THE TASK :: Repeat the material below exactly, line for line.

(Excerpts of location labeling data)
• • • •
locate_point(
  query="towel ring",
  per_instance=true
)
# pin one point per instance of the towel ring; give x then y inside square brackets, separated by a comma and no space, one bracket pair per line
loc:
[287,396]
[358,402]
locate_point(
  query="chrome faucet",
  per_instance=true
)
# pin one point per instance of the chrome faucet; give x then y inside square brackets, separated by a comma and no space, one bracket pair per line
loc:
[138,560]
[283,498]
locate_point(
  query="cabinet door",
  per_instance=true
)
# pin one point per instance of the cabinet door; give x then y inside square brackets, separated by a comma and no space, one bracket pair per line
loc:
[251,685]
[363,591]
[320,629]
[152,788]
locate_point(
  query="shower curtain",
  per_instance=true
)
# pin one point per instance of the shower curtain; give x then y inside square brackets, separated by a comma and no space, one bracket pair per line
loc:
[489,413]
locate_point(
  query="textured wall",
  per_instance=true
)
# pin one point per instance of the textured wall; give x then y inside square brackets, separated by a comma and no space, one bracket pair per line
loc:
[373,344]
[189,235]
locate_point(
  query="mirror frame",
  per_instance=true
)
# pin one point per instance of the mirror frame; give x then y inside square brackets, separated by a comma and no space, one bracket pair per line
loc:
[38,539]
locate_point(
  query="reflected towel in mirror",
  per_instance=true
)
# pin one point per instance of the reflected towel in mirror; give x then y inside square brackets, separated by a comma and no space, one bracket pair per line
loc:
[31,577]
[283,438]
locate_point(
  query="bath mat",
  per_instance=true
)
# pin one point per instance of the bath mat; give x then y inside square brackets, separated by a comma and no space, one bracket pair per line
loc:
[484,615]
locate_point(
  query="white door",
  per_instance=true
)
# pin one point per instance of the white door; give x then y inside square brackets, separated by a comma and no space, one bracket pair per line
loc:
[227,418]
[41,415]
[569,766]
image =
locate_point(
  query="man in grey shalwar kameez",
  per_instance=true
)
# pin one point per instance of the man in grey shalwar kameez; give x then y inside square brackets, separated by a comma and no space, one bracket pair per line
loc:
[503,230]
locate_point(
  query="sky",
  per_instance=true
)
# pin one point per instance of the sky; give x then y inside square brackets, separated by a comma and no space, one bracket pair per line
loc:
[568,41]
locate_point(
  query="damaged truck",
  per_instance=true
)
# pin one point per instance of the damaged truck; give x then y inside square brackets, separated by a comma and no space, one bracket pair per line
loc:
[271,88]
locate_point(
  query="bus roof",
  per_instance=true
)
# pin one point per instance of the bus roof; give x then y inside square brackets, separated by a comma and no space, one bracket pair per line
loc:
• • • •
IN RESPONSE ::
locate_point(
  query="towel ring",
  per_instance=true
)
# pin one point per instance of the towel ring; give x then y inside square brackets, separated by a comma and no space, one bracket pair per line
loc:
[287,396]
[358,402]
locate_point(
  query="chrome faucet",
  per_instance=true
)
# pin one point per instance of the chrome faucet; give x then y inside square brackets, separated by a comma and no space, one bracket pair per line
loc:
[138,560]
[283,498]
locate_point(
  query="cabinet door",
  per_instance=true
)
# pin one point per instance of the cabinet door; give x then y inside square brackets, separated by a comma and no space, one bracket pair per line
loc:
[251,685]
[363,591]
[320,629]
[152,788]
locate_point(
  query="shower curtain",
  per_instance=true
)
# pin one point per instance of the shower curtain; give x then y inside square brackets, separated by a comma and no space, one bracket pair per line
loc:
[489,413]
locate_point(
  query="textured wall",
  per_instance=true
)
# pin one point per instance of the textured wall; give x then y inside square brackets, separated by a comma and no space, one bracket pair per line
loc:
[373,344]
[189,235]
locate_point(
  query="mirror frame",
  per_instance=true
)
# pin one point per instance of the mirror frame; give x then y inside square brackets, separated by a comma and no space, one bracket pair per line
loc:
[38,539]
locate_point(
  query="reflected towel in mirror",
  per_instance=true
)
# pin one point per instance of the reflected towel in mirror; give x then y inside square brackets, separated by a comma and no space, one bracket pair per line
loc:
[31,577]
[283,438]
locate_point(
  query="bath mat",
  per_instance=true
)
# pin one point per instance of the bath mat; give x then y inside square brackets, separated by a comma and no space, one bracket pair per line
loc:
[484,615]
locate_point(
  query="white door",
  per_instance=true
)
# pin one point per instance of the white door; give x then y inside square brackets, separated by a comma and no space, one bracket pair per line
loc:
[227,418]
[41,415]
[569,766]
image =
locate_point(
  query="man in grey shalwar kameez",
  per_instance=true
)
# pin one point per instance of the man in grey shalwar kameez; give x then y inside square brackets, separated by a comma and no space, one bracket pair per line
loc:
[503,230]
locate_point(
  query="sky",
  per_instance=true
)
# pin one point per instance of the sky; give x then y inside square brackets, separated by a comma and no space, one bracket pair per line
loc:
[568,41]
locate_point(
  query="damaged truck",
  per_instance=true
)
# pin one point per instance of the damaged truck; give x then y inside square brackets, separated by a comma and no space, one bracket pair per line
loc:
[271,88]
locate_point(
  query="bus roof",
  per_instance=true
)
# pin one point per instance of the bus roof; give x then y inside square brackets, separated by a comma and no space, one bracket pair per line
loc:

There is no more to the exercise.